SUMBER:
------------------------------------------------------------

Social Icons

Pages

Saturday, September 14, 2013

#PeopleAroundUs #Day4 Bestfriend?

Dia adalah teman sekelas saat tahun pertama di bangku es-em-a.

Dia adalah "tempat sampah" multifungsi dalam hidupku. Tempat menumpahkan segala unek-unek tanpa sensor dan tanpa ada yang perlu disembunyikan.



Dia adalah orang yang dengan bangga mendeskripsikan dirinya sebagai Voldemort.
Bahkan, dia akan dengan lantang berorasi tentang kemungkinan Voldemort membelah jiwanya ke dalam horcrux menjadi 10 bagian dan bukan tujuh bagian seperti yang disebutkan J.K Rowling.
Dan dia dengan yakin mengatakan bahwa 3 horcrux yang belum dihancurkan Harry Potter saat ini berada di dalam jiwanya. Ya, di dalam jiwa pria ini.
Bayangkan! Betapa kejamnya dia dengan status makhluk yang memiliki 3 horcrux.

Yeap! Dia adalah sosok yang berperan protagonis dan juga antagonis dalam kehidupanku.

Dia selalu ada saat aku butuh apapun. Butuh ketenangan. Butuh sekedar pendengar. Butuh nasihat. Bahkan ketika secara tidak sengaja aku merusakkan LCD Screen laptopku dan harus segera menggantinya padahal aku belum punya uang, dia berperan menjadi penyelamatku.
Walau dia mengaku sebagai Voldemort dengan 3 horcrux di dalam jiwanya, dia meminjamkan uang tanpa syarat apapun.
See? Keyakinan yang dianutnya (bahwa dia adalah titisan Voldemort dan lebih kejam bahkan), tidak terbukti.

------------------------------------------------------------

[Catatan anotasi koordinat]
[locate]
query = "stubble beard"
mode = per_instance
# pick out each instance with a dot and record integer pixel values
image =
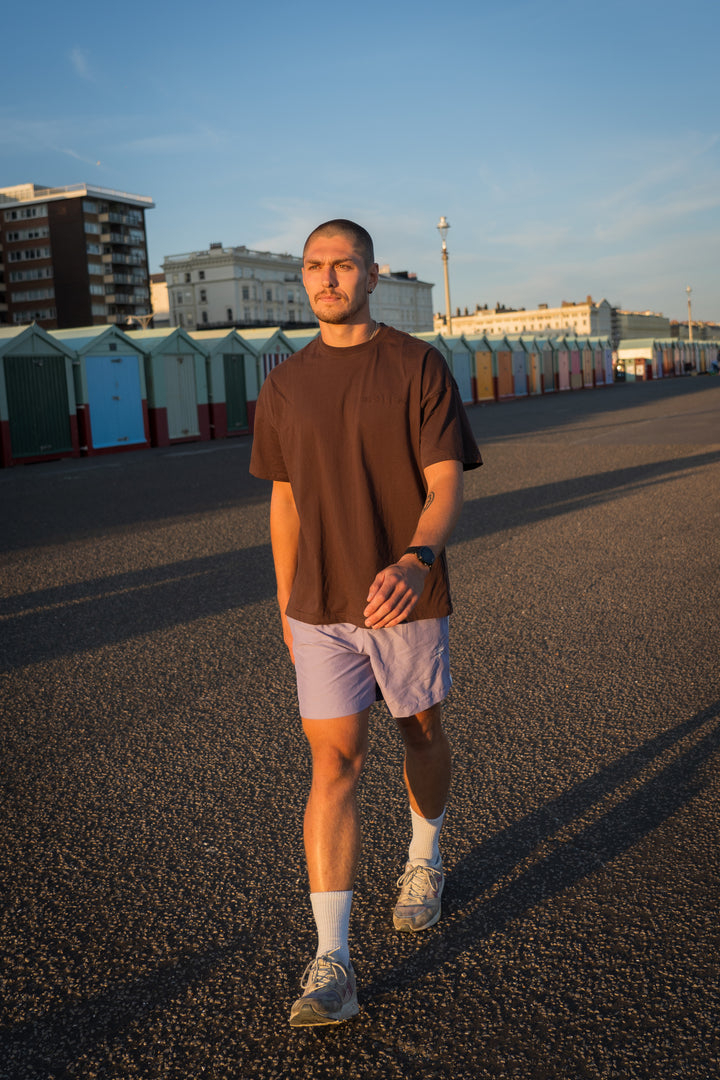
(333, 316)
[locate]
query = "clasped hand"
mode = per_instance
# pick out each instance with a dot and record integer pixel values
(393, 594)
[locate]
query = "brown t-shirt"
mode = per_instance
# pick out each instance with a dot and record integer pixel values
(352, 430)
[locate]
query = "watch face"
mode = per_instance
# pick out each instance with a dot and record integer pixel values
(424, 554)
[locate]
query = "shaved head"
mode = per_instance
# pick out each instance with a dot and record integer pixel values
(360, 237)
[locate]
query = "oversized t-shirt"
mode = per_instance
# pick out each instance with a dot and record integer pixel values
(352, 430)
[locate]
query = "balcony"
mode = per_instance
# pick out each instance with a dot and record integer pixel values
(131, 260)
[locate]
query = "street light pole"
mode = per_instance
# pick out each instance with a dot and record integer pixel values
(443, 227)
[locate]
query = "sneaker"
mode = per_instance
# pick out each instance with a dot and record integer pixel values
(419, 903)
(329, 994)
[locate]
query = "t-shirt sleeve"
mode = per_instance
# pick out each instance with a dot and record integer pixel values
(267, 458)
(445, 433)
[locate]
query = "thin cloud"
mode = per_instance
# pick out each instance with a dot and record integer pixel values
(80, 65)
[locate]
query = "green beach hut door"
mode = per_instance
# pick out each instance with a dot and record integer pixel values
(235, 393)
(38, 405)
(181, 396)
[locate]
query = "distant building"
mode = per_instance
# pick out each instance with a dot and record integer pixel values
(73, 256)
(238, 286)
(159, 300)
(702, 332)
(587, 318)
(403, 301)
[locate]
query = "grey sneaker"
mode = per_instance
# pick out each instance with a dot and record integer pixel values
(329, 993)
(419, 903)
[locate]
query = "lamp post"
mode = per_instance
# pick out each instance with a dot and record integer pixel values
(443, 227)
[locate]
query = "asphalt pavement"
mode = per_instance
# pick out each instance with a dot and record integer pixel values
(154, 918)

------------------------------------------------------------

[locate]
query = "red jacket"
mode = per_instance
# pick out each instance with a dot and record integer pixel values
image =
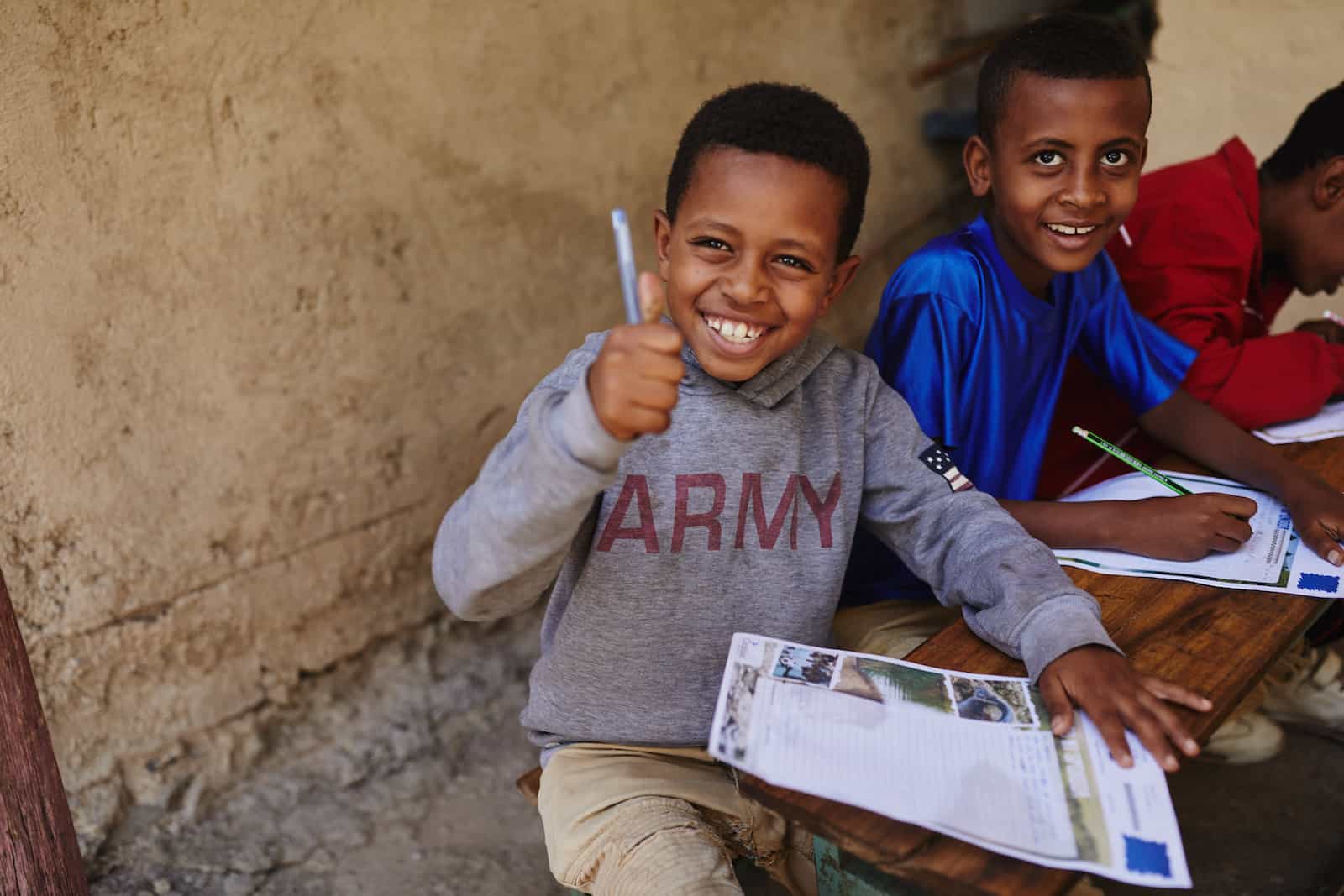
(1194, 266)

------------------------------------------------------------

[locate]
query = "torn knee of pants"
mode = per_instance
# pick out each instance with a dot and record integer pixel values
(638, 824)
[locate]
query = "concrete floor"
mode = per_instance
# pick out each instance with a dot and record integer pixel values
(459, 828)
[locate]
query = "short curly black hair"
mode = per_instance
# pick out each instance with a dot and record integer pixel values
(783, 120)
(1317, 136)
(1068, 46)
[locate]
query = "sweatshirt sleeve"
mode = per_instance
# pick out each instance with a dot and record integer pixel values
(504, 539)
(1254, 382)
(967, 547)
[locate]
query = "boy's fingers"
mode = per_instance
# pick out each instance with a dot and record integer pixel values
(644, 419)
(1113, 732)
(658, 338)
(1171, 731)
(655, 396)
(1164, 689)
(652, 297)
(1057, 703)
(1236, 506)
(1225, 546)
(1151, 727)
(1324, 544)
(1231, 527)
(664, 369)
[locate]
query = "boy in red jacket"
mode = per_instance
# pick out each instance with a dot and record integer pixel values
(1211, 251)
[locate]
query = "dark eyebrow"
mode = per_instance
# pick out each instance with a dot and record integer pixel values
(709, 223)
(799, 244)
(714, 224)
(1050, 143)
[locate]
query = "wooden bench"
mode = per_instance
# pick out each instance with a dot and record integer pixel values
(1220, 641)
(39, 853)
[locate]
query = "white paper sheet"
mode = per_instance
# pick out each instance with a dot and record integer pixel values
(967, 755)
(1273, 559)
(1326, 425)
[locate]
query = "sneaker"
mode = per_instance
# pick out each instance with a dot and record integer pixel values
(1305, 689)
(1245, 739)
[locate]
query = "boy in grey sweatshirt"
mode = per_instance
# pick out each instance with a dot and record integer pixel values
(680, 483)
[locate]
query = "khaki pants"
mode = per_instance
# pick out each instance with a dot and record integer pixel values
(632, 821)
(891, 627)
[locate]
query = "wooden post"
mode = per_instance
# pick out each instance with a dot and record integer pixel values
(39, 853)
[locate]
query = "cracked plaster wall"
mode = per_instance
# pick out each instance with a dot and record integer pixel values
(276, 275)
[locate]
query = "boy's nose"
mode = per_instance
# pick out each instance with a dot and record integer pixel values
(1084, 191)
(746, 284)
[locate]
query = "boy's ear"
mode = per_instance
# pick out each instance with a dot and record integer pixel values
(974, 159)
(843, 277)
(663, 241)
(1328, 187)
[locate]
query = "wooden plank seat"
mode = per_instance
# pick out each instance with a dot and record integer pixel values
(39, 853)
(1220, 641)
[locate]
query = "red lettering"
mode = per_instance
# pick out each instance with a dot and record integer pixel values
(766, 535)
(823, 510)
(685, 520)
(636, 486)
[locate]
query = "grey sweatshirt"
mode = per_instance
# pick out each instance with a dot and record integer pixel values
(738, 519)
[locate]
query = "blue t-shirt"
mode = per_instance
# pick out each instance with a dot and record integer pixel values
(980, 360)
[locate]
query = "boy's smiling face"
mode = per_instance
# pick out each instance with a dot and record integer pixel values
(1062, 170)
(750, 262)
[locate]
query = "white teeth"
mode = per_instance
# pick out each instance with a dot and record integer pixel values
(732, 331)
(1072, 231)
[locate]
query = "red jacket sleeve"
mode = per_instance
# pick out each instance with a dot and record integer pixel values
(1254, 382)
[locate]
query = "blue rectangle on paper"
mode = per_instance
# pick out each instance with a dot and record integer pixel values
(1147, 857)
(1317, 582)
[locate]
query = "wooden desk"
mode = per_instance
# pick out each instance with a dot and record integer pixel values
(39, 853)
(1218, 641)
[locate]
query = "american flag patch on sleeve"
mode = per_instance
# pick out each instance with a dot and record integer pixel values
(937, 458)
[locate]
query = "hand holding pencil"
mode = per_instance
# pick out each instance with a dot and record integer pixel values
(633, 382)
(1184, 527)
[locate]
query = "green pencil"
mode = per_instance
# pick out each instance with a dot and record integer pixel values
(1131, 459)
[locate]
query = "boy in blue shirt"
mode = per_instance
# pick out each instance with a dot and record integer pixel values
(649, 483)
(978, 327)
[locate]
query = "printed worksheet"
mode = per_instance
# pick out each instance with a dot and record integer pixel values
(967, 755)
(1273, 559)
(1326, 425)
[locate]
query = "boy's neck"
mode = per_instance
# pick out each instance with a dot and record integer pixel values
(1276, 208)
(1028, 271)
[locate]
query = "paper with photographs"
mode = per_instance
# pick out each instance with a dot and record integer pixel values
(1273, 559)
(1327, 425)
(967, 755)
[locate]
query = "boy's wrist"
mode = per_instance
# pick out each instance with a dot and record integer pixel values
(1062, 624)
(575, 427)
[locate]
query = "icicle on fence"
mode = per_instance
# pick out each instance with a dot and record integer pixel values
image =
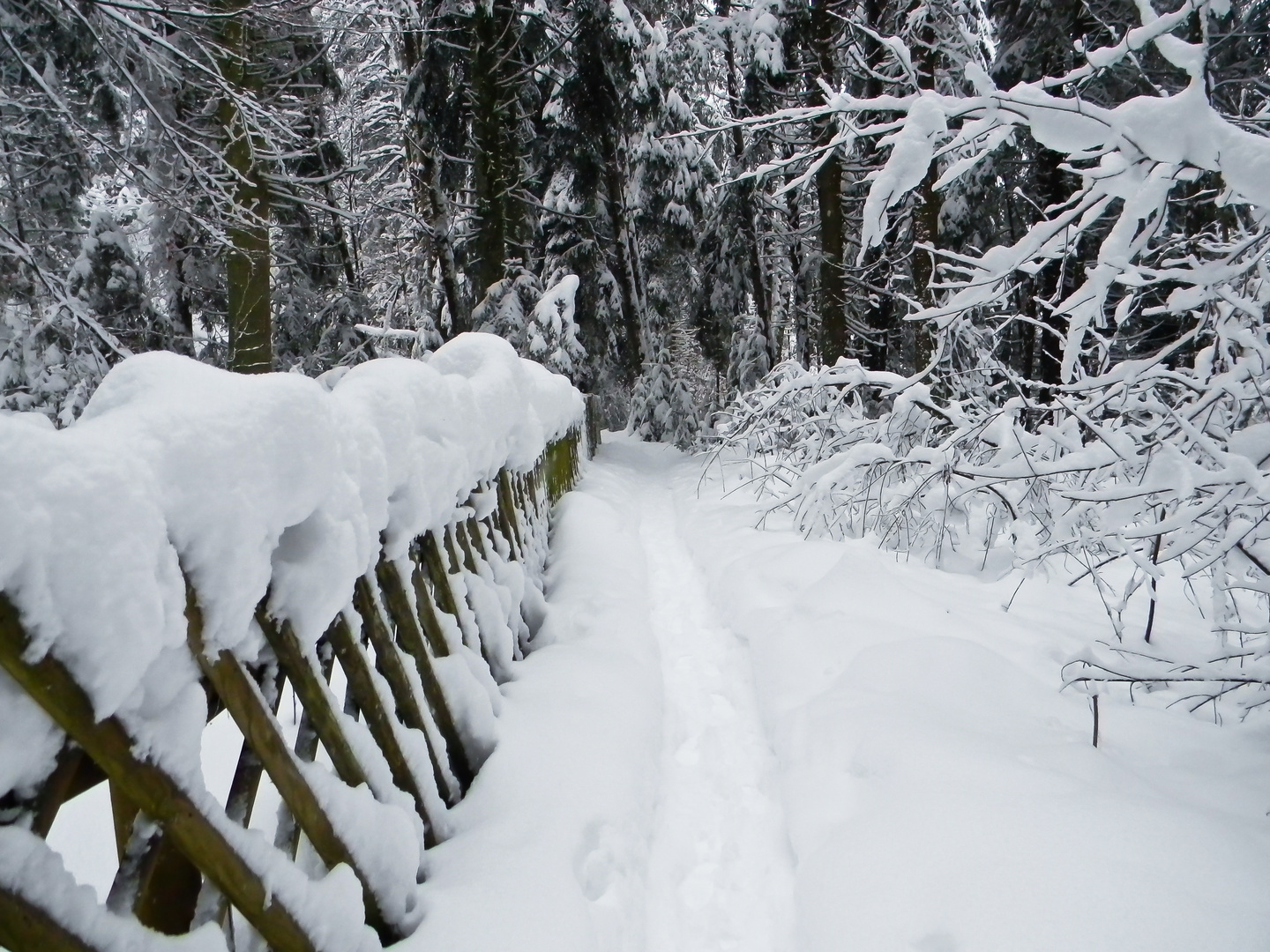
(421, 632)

------------------------------------------------------------

TUGAS DAN LATIHAN:
a - Jawab pertanyaan berikut berdasarkan tulisan tentang sahabat.
(i) Kapan penulis dan dia menjadi teman sekelas?
(ii) Menurut dia, menjadi berapa bagian Voldemort membelah jiwanya ke dalam horcrux?
(iii) Apa yang tidak sengaja dirusakkan penulis?
b - Tulis ulang bagian tulisan tentang sahabat yang dibuka dengan kata-kata "Dia adalah orang" dan ditutup dengan "memiliki 3 horcrux.". Tukar "horcrux" dengan "pecahan jiwa".

JAWABAN TUGAS:
a -
(i) Saat tahun pertama di bangku es-em-a.
(ii) Menjadi 10 bagian.
(iii) LCD Screen laptopnya.

b -
Dia adalah orang yang dengan bangga mendeskripsikan dirinya sebagai Voldemort.
Bahkan, dia akan dengan lantang berorasi tentang kemungkinan Voldemort membelah jiwanya ke dalam pecahan jiwa menjadi 10 bagian dan bukan tujuh bagian seperti yang disebutkan J.K Rowling.
Dan dia dengan yakin mengatakan bahwa 3 pecahan jiwa yang belum dihancurkan Harry Potter saat ini berada di dalam jiwanya. Ya, di dalam jiwa pria ini.
Bayangkan! Betapa kejamnya dia dengan status makhluk yang memiliki 3 pecahan jiwa.